• _EXTRAIT DU TEXTE_

■ ■ ■ ■

Critique

Dordogne

Nyam Hazz
Publié le 29 juin 2023
Dordogne

Développeur

UMANIMATION, UN JE NE SAIS QUOI

Éditeur

FOCUS ENTERTAINMENT

Date de Sortie

13 juin 2023

Prix de lancement

14,99 €

Testé sur

PC

Petit jeu français indépendant d’UMANIMATION et UN JE NE SAIS QUOI, soutenu par la branche Indie de Focus Entertainment, Dordogne vise votre corde sensible et fait tout pour vous séduire en titillant la nostalgie des bons moments simples de votre enfance perdue. Sorti le 13 juin 2023 sur PC, PS4, PS5, Switch, Xbox One et Xbox Series, ainsi que dans le Game Pass, ce jeu d’aventure narratif à la direction artistique qui ne peut qu’interpeller, vous ramène en effet dans le sud de la France pour vous remémorer les vacances d’été que vous passiez en toute insouciance chez votre grand-mère lorsque vous étiez encore enfant. Et il le fait plutôt bien puisque, même si ce n’est pas votre véritable histoire, chacun s’y retrouve malgré tout.

Souvenirs, souvenirs

Nous sommes en 2022 et Mimi, comme tout le monde l’appelle, vient de perdre son boulot, et surtout sa grand-mère Nora. Coincée sous la pluie dans sa petite 2CV, entre deux énormes camions, celle-ci est en route pour la maison de la défunte dans la ville de Sarlat-la-Canéda, en Dordogne, pas très loin à l’est de Bordeaux. Méchamment brouillé avec elle, son père a rompu les ponts il y a vingt ans de cela et a même caché le décès de sa mère à sa fille. Mais Mimi a trouvé le courrier dans lequel sa grand-mère dit lui avoir laissé une boîte de souvenirs ainsi qu’une lettre à son attention dans sa maison.

■ ■ ■ ■

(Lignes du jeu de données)

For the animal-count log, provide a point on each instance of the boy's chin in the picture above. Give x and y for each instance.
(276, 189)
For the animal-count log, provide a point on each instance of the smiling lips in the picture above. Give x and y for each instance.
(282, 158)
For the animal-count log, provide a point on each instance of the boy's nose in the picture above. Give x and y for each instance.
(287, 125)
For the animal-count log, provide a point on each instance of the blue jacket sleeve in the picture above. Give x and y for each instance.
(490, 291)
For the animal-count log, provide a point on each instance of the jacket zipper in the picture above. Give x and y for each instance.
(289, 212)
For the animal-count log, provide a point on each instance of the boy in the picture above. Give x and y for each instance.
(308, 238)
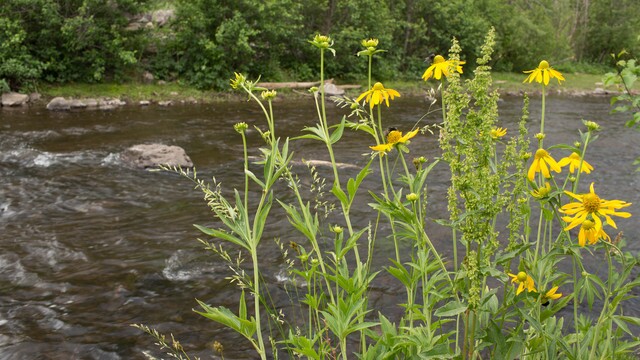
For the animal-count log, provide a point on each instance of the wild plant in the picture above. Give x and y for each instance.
(513, 217)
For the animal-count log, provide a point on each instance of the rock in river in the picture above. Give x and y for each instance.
(152, 155)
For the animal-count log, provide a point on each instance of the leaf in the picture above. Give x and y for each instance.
(337, 133)
(222, 235)
(450, 309)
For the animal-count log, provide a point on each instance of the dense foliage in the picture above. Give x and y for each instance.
(89, 40)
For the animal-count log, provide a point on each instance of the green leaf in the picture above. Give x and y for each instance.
(222, 235)
(337, 133)
(451, 309)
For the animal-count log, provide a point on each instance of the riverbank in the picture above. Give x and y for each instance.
(176, 93)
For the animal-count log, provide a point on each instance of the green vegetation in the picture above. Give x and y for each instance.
(205, 41)
(521, 224)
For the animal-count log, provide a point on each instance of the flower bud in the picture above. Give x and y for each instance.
(269, 94)
(412, 197)
(369, 43)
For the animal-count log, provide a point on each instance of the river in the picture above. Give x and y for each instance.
(89, 246)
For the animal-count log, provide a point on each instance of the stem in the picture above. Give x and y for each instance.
(542, 115)
(246, 168)
(256, 290)
(584, 151)
(453, 228)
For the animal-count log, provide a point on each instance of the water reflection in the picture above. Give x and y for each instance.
(89, 246)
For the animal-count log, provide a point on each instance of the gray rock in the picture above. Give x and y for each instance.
(145, 156)
(14, 99)
(77, 104)
(33, 97)
(58, 104)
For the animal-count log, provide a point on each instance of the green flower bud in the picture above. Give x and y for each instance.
(241, 127)
(412, 197)
(269, 94)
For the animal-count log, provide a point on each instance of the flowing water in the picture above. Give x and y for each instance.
(89, 246)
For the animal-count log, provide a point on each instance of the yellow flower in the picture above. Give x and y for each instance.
(590, 230)
(542, 192)
(591, 204)
(524, 281)
(551, 295)
(441, 66)
(377, 94)
(573, 161)
(367, 43)
(542, 74)
(498, 132)
(394, 137)
(542, 162)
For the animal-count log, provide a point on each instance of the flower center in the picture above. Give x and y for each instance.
(394, 136)
(522, 276)
(544, 191)
(540, 153)
(588, 225)
(591, 202)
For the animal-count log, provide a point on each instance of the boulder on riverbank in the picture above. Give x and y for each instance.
(144, 156)
(14, 99)
(59, 104)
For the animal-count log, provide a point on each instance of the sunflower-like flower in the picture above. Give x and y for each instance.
(589, 230)
(497, 133)
(543, 73)
(590, 204)
(394, 137)
(377, 94)
(551, 295)
(542, 192)
(524, 281)
(573, 161)
(441, 66)
(542, 162)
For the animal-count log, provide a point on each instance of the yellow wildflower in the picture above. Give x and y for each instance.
(591, 231)
(441, 66)
(524, 281)
(573, 161)
(497, 133)
(591, 204)
(551, 295)
(377, 94)
(542, 74)
(542, 162)
(394, 137)
(542, 192)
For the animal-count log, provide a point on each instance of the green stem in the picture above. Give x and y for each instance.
(584, 152)
(256, 290)
(246, 168)
(542, 115)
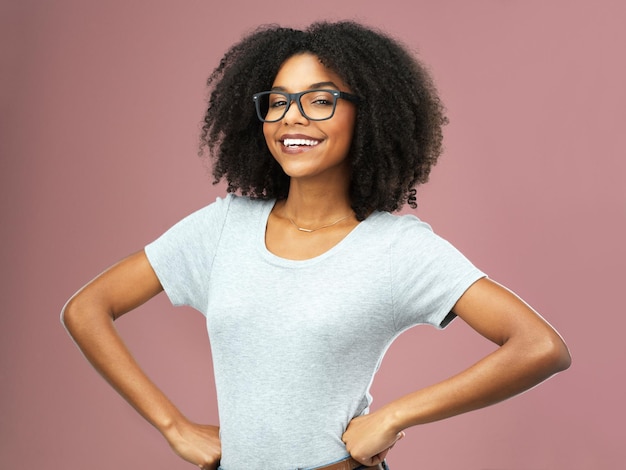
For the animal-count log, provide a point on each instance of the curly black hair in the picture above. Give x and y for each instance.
(398, 129)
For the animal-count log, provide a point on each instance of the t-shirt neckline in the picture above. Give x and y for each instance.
(267, 254)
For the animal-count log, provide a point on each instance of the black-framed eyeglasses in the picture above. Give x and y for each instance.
(315, 105)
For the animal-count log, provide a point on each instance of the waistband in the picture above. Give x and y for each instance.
(351, 464)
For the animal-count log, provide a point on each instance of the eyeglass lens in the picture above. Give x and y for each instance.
(314, 104)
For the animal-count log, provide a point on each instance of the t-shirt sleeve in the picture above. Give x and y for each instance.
(183, 256)
(429, 275)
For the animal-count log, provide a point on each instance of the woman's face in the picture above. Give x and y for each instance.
(306, 148)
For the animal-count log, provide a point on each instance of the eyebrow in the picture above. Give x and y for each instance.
(313, 86)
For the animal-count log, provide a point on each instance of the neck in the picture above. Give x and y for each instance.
(314, 204)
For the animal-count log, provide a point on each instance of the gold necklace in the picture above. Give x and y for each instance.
(309, 230)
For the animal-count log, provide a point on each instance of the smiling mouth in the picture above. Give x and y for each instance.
(295, 143)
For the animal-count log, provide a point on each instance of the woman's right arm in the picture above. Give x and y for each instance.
(89, 318)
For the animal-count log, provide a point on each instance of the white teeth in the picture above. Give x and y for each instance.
(296, 142)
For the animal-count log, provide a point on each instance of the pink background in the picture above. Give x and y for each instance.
(100, 109)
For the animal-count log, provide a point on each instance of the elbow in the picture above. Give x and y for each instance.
(553, 355)
(70, 315)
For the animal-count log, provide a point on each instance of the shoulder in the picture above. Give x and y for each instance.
(393, 226)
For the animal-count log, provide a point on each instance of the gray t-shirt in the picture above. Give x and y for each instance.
(296, 344)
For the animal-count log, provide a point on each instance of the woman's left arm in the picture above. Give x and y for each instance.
(530, 351)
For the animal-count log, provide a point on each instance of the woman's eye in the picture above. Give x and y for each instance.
(322, 100)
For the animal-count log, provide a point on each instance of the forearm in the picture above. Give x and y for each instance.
(96, 336)
(512, 369)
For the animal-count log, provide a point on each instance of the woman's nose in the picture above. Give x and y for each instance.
(294, 115)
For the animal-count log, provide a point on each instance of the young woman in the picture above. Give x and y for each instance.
(305, 277)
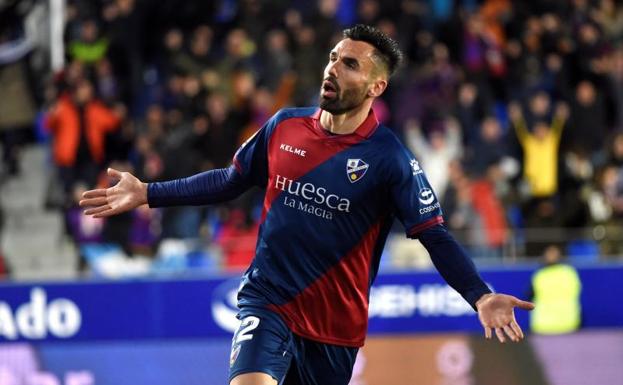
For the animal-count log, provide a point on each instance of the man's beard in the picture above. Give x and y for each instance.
(339, 105)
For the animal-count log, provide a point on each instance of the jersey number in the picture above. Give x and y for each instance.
(246, 326)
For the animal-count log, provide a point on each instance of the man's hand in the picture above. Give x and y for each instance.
(127, 194)
(495, 312)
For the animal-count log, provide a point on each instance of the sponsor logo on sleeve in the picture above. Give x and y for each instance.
(426, 196)
(356, 169)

■ ■ ■ ■

• _TÂCHES À RÉALISER_
#1 Recopiez à l'identique les enregistrements, de la ligne contenant « the man's beard » jusqu'à la fin des enregistrements, ces deux bornes comprises.
#2 Poursuivez la critique de Dordogne à partir de sa dernière phrase.

• _PROBLÈMES RÉSOLUS_
#1
For the animal-count log, provide a point on each instance of the man's beard in the picture above. Give x and y for each instance.
(339, 105)
For the animal-count log, provide a point on each instance of the jersey number in the picture above. Give x and y for each instance.
(246, 326)
For the animal-count log, provide a point on each instance of the man's hand in the picture above. Give x and y for each instance.
(127, 194)
(495, 312)
For the animal-count log, provide a point on each instance of the sponsor logo on sleeve in the picture above. Give x and y for each instance.
(426, 196)
(356, 169)

#2
Elle est donc, contre l’avis de son père, en route pour la Dordogne à la recherche de réponses sur son passé, avant que les déménageurs ne vident la maison. Elle n’a en effet aucun souvenir d’avant ses 13 ans et son déménagement aux États-Unis en 1982. Mais en retrouvant ce lieu où, enfant, elle venait durant les vacances, elle va peu à peu se remémorer son dernier été avec sa grand-mère, tout en cherchant cette fameuse boîte léguée par son aïeule. Elle n’était jamais très contente de venir ici, loin de Paris et de ses amies, mais à chaque fois elle finissait par s’y plaire, subjuguée par la douceur de vivre locale et la gentillesse de Nora.

La Dordogne en cathéter

L’essence même du jeu consiste à nous faire revivre la délicatesse de ces moments passés et retrouver ces sentiments candides que l’on avait étant enfant. Au cours des trois à quatre heures seulement que dure l’aventure, étalée sur sept chapitres et un épilogue, on alterne période présente (en 2002) et flashback dans le passé (en 1982). Et à chaque fois, on est enthousiasmé à l’idée de retrouver la petite Mimi insouciante qui court partout. On visite ainsi les mêmes lieux aux deux époques avec quelques réflexions répétées de la part de Mimi sur divers points que le jeu a l’intelligence de renouveler à chaque chapitre pour éviter la redondance des propos.

Notons d’ailleurs que le titre, à la fois textuel et sonore, est entièrement doublé en français (c’est un minimum), avec un jeu d’acteur correspondant tout à fait au style recherché, à savoir très animé. Il y a bien quelques ratés d’animation, mais rien de bien méchant. Les personnages qui évoluent en 3D isométrique, dans des décors parfois en carton-pâte, sont charmants, tout comme l’intégralité de la direction artistique très colorée et peinte à la main. Les magnifiques aquarelles tout en couleurs pastel rappellent les tableaux d’un certain Paul Cézanne. C’est une déclaration d’amour ouverte faite à la Dordogne.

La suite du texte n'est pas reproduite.